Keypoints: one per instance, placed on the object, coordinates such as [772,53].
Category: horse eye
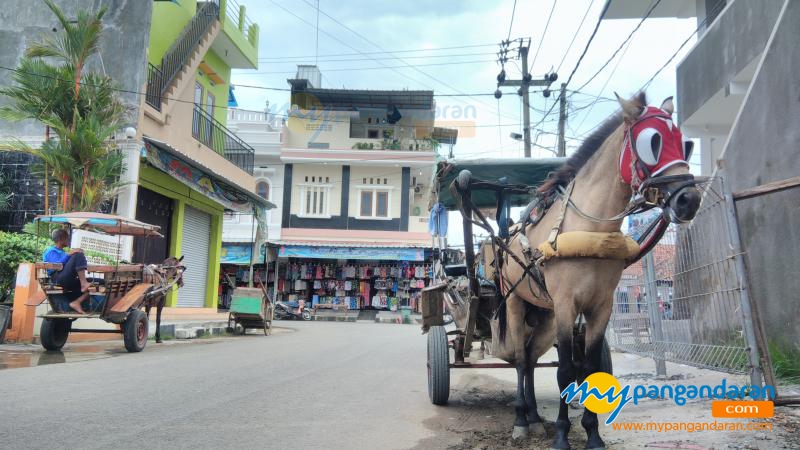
[648,146]
[688,146]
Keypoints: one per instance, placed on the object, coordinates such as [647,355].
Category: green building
[192,169]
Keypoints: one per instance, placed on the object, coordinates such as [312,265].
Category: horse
[163,276]
[637,150]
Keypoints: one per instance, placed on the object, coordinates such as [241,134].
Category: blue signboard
[374,253]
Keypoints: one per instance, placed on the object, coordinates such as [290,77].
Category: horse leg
[540,342]
[516,338]
[520,405]
[159,307]
[595,330]
[565,374]
[535,422]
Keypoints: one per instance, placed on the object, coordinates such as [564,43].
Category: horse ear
[668,105]
[631,109]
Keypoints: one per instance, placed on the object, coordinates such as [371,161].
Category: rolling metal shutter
[194,245]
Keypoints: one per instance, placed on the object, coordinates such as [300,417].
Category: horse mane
[566,173]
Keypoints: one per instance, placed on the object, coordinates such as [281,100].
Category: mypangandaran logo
[602,393]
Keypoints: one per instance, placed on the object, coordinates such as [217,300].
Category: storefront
[351,277]
[188,201]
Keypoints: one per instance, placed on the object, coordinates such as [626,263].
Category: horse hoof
[537,429]
[519,432]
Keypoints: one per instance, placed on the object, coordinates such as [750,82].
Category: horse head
[654,158]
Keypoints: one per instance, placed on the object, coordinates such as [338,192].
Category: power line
[374,44]
[544,33]
[574,36]
[372,58]
[589,42]
[266,58]
[611,75]
[348,69]
[627,39]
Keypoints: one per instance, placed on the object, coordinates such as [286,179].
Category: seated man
[72,276]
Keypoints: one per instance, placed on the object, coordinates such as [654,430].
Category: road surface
[323,385]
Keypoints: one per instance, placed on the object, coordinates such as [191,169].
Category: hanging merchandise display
[384,285]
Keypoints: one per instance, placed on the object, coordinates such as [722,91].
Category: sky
[356,58]
[451,47]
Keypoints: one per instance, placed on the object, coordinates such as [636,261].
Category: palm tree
[52,86]
[5,194]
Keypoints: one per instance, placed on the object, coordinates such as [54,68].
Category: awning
[351,252]
[203,180]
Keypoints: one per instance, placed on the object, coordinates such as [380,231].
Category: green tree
[80,108]
[5,193]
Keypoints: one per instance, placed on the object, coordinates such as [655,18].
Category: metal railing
[177,56]
[683,301]
[233,10]
[155,83]
[217,137]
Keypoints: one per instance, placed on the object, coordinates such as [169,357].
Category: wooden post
[21,327]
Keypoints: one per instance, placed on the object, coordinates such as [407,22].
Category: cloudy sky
[450,47]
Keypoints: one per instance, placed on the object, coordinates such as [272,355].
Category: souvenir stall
[359,278]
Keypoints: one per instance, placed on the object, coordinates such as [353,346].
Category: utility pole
[524,85]
[526,109]
[562,121]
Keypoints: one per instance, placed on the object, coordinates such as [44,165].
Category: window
[262,189]
[314,200]
[382,204]
[366,203]
[374,202]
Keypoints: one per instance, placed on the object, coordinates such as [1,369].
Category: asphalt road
[327,385]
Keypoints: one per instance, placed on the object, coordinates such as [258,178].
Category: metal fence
[686,301]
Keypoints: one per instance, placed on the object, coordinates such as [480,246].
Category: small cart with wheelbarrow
[250,308]
[118,291]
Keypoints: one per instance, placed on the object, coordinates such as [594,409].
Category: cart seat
[455,270]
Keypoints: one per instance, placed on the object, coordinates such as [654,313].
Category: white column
[126,199]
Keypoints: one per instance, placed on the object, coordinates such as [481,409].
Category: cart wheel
[54,333]
[134,331]
[605,358]
[438,366]
[231,324]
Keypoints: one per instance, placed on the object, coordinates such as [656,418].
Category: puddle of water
[15,359]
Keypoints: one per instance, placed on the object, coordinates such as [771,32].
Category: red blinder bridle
[652,144]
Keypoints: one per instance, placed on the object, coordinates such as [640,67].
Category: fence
[687,301]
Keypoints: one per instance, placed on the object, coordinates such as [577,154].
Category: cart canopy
[102,223]
[518,171]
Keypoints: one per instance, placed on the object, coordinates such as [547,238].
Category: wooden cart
- - -
_Aim of the exercise_
Nothing but the lines from the one containing "Category: cart canopy" to the end of the entries belongs in the answer, and each must match exactly.

_Exercise solution_
Category: cart canopy
[102,223]
[518,171]
Keypoints: one per instance, placed on the object, coordinates such as [547,238].
Category: wooden cart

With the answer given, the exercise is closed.